- Passage shown -
——

Tin foil was once a common wrapping material for foods and drugs; now replaced by the use of aluminium foil, which is commonly referred to as tin foil.
In 2006, the categories of tin use were solder (52%), tinplate (16%), chemicals (13%), brass and bronze (5.5%), glass (2%), and variety of other applications (11%).
History
Tin is one of the earliest metals known and was used as a component of bronze from antiquity. Because of its hardening effect on copper, tin was used in bronze implements as early as 3,500 BC. Tin mining is believed to have started in Cornwall and Devon (esp. Dartmoor) in Classical times, and a thriving tin trade developed with the civilizations of the Mediterranean. However the lone metal was not used until about 600 BC. The last Cornish Tin Mine, at South Crofty near Camborne closed in 1998 bringing 4,000 years of mining in Cornwall to an end.

——

- Given records -
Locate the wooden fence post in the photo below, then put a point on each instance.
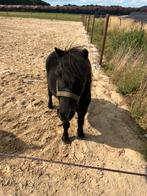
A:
(88, 24)
(141, 24)
(104, 39)
(92, 30)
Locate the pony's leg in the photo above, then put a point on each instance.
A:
(50, 103)
(81, 116)
(65, 137)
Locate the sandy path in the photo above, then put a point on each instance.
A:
(29, 128)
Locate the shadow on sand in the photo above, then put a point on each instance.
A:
(10, 144)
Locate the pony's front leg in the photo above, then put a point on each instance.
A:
(81, 116)
(50, 103)
(65, 137)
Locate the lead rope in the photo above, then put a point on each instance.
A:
(71, 164)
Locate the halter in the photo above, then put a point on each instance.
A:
(66, 93)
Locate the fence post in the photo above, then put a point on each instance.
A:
(141, 24)
(104, 39)
(88, 22)
(120, 20)
(93, 22)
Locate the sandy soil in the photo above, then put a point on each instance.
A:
(27, 127)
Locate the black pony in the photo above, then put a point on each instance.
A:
(69, 79)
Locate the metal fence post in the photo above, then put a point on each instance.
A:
(104, 39)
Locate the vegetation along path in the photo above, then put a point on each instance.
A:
(28, 127)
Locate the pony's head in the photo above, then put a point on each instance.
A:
(71, 75)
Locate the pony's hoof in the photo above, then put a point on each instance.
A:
(50, 106)
(81, 135)
(65, 140)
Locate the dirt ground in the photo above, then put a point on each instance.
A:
(28, 127)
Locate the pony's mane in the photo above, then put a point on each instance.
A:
(74, 64)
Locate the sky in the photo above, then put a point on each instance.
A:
(125, 3)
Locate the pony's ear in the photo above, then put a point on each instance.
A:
(85, 53)
(59, 52)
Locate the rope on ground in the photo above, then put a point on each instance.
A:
(70, 164)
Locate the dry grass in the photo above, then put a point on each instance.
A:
(125, 23)
(128, 69)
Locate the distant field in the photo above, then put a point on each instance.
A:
(52, 16)
(126, 23)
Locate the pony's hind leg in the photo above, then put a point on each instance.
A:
(81, 116)
(65, 137)
(50, 103)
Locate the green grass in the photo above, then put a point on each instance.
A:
(40, 15)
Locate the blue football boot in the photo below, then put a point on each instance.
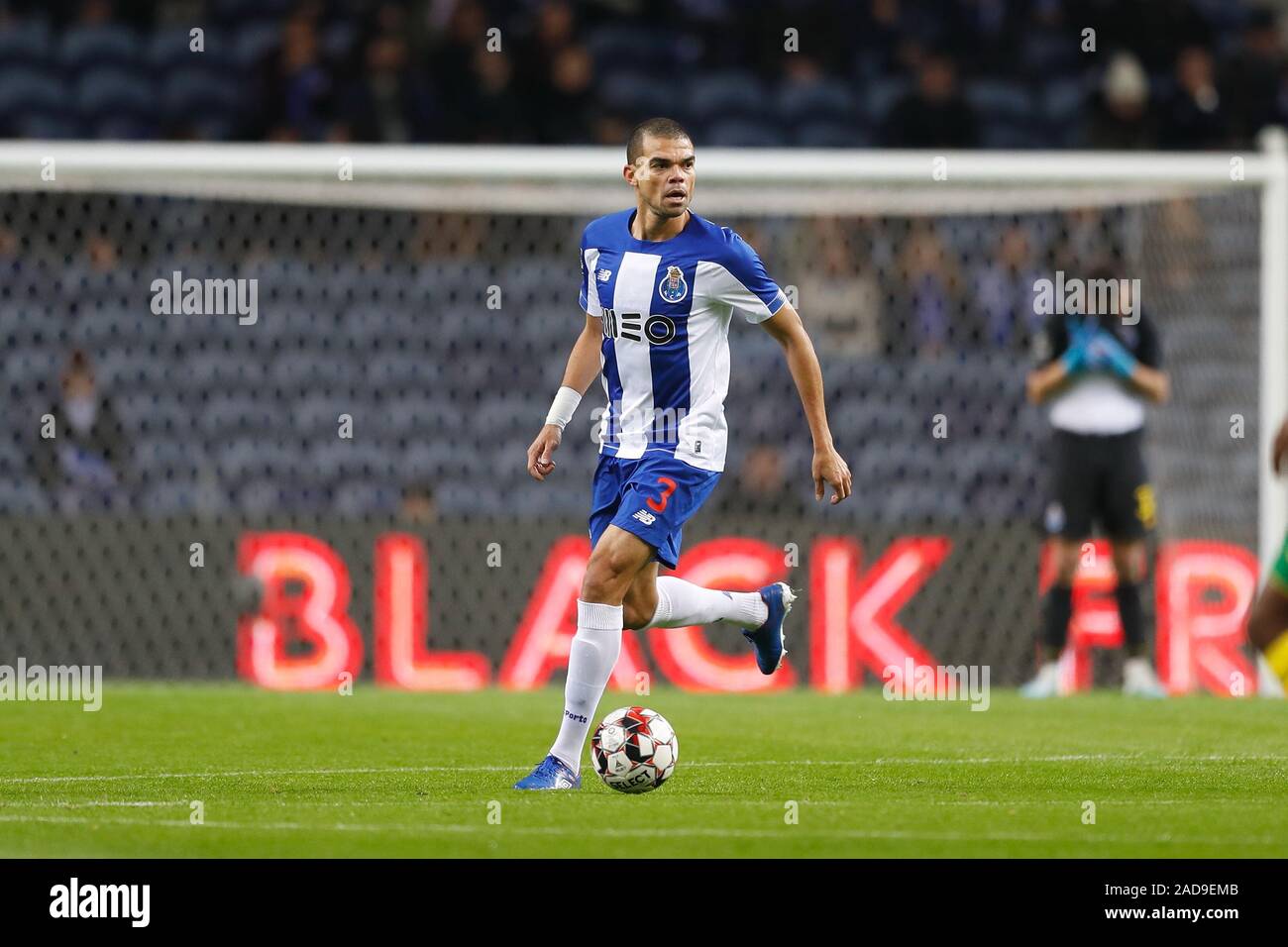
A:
(768, 639)
(550, 774)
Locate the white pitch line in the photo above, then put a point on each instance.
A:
(784, 834)
(60, 804)
(879, 762)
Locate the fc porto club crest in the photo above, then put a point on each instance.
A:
(673, 287)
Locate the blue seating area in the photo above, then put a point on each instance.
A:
(297, 71)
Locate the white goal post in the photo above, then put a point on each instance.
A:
(585, 180)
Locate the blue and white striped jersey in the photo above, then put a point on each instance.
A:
(666, 308)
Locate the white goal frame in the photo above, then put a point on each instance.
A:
(751, 182)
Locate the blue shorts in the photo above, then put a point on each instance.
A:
(651, 497)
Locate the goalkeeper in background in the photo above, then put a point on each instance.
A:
(1267, 621)
(1095, 375)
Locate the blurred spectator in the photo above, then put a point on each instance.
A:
(473, 71)
(417, 506)
(1120, 118)
(1249, 76)
(926, 295)
(1004, 292)
(1194, 116)
(761, 486)
(82, 466)
(935, 115)
(390, 102)
(838, 300)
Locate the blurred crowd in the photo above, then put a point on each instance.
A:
(1022, 73)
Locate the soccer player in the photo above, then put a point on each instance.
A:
(1267, 621)
(660, 286)
(1096, 372)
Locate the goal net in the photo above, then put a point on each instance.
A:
(268, 408)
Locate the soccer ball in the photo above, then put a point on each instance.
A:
(634, 750)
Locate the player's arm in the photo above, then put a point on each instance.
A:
(828, 467)
(1043, 381)
(581, 369)
(1060, 356)
(1140, 371)
(1150, 381)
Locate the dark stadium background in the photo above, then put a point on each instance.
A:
(215, 431)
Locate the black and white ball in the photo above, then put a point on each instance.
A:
(634, 750)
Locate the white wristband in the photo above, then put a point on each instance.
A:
(565, 406)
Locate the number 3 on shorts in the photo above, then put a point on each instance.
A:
(668, 488)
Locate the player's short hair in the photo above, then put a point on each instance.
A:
(658, 128)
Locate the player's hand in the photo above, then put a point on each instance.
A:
(831, 468)
(1106, 351)
(541, 462)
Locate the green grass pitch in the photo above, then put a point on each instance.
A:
(384, 774)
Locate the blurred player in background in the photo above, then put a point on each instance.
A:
(1096, 372)
(660, 287)
(1267, 621)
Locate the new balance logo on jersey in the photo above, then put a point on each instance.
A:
(657, 330)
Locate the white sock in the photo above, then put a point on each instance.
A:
(681, 603)
(590, 664)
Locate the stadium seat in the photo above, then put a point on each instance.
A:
(116, 102)
(735, 133)
(253, 42)
(726, 95)
(26, 43)
(99, 46)
(34, 95)
(832, 134)
(831, 101)
(632, 91)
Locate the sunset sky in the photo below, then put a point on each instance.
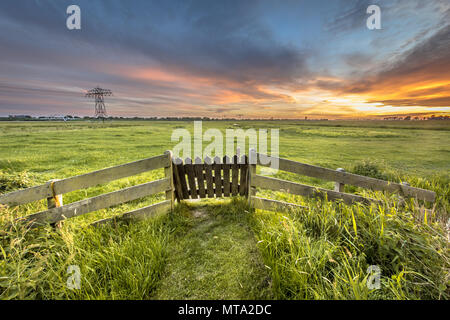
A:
(217, 58)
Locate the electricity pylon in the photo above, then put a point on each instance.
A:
(98, 94)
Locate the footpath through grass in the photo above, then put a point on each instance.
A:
(215, 257)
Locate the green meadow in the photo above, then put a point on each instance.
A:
(221, 249)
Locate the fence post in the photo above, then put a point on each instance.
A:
(339, 187)
(55, 201)
(251, 173)
(168, 173)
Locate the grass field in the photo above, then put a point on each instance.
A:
(211, 250)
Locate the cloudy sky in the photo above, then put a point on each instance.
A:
(223, 58)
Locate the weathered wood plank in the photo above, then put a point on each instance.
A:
(234, 176)
(138, 214)
(226, 176)
(349, 178)
(274, 205)
(168, 173)
(96, 203)
(189, 168)
(177, 180)
(305, 190)
(217, 177)
(198, 168)
(83, 181)
(243, 167)
(182, 176)
(251, 174)
(209, 177)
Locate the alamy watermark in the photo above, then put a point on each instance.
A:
(192, 145)
(74, 279)
(373, 281)
(73, 21)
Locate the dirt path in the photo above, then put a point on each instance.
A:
(216, 258)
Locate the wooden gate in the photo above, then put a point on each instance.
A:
(216, 178)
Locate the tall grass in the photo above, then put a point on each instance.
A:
(116, 262)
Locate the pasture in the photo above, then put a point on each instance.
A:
(221, 250)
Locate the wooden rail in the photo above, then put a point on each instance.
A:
(218, 177)
(83, 181)
(54, 190)
(305, 190)
(348, 178)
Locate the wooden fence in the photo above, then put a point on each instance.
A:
(211, 179)
(339, 176)
(222, 177)
(53, 191)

——

Answer from the passage on tin:
(a) What percentage of tin use went to solder in 2006?
(b) How early was tin used in bronze implements?
(c) In what year did the last Cornish tin mine close?

(a) 52%
(b) As early as 3,500 BC
(c) 1998